* _Soal_
A - Tulis lagi teks tentang jihad dan imam dari "يُرْفَعُ لِكُلِّ غَادِرٍ" sampai "seorang pemimpin muslim.", tapi tukar "hari kiamat" dengan "hari akhir".
B - Apakah pernyataan (i), (ii), dan (iii) berikut sesuai dengan teks tentang jihad dan imam? Jawab ya atau tidak untuk masing-masing, lalu kutip kata-kata teks yang menentukannya.
(i) Ibnu ‘Umar menganggap ajakan melepaskan bait dari pemerintahan Yazîd bin Mu’awiyah sebagai perbuatan ghodar.
(ii) Para ulama berbeda pendapat tentang apakah jihad hujum harus di bawah pemimpin muslim.
(iii) Jihad tanpa izin imam kaum muslimin termasuk jihad yang disyari’atkan.
C - Menurut teks tentang jihad dan imam, siapa saja yang diajak untuk dibait oleh Ibnu ‘Umar?

* _Teks Dokumen_
——————
Hadits di atas menunjukkan bahwa seorang muslim harus komitmen terhadap jama’ah kaum muslimin dan imam mereka. Maka orang yang keluar berjihad tanpa disertai imam atau tidak mendapatkan izin dari imam kaum muslimin maka ia dianggap telah keluar dari jama’ah kaum muslimin dan imam mereka dan jihad tersebut terhitung jihad bid’ah yang tidak disyari’atkan.

Karena itulah Ibnu ‘Umar radhiyallahu ‘anhuma, ketika beliau diajak untuk melepaskan baitnya dari pemerintahan Yazîd bin Mu’awiyah dan membait Ibnu Muthi’ dan Ibnu Hanzholah, beliau menganggap perbuatan tersebut sebagai perbuatan ghodar (melanggar penjanjian) dan beliau berdalil dengan hadits,

يُرْفَعُ لِكُلِّ غَادِرٍ لِوَاءٌ يَوْمَ القِيَامَةِ يُقَالُ هَذِهِ غَدْرَةُ فُلاَنٍ

“Diangkat bagi setiap orang yang ghodar bendera pada hari kiamat, dikatakan : “Inilah ghodarnya si fulan”.” [7]

Dan para ulama telah sepakat bahwa jihad hujum harus di bawah kepemimpinan seorang pemimpin muslim.
——————
* _Data yang Ditampilkan_
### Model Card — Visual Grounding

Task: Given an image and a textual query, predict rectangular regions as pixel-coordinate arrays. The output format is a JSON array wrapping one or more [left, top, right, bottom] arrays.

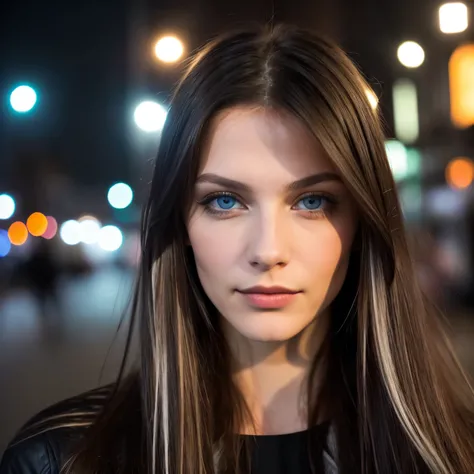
——————
* _Jawaban Tiap Soal_
A -
يُرْفَعُ لِكُلِّ غَادِرٍ لِوَاءٌ يَوْمَ القِيَامَةِ يُقَالُ هَذِهِ غَدْرَةُ فُلاَنٍ

“Diangkat bagi setiap orang yang ghodar bendera pada hari akhir, dikatakan : “Inilah ghodarnya si fulan”.” [7]

Dan para ulama telah sepakat bahwa jihad hujum harus di bawah kepemimpinan seorang pemimpin muslim.

B -
(i) Ya: "beliau menganggap perbuatan tersebut sebagai perbuatan ghodar"
(ii) Tidak: "para ulama telah sepakat bahwa jihad hujum harus di bawah kepemimpinan seorang pemimpin muslim"
(iii) Tidak: "jihad tersebut terhitung jihad bid’ah yang tidak disyari’atkan"

C - Ibnu Muthi’ dan Ibnu Hanzholah.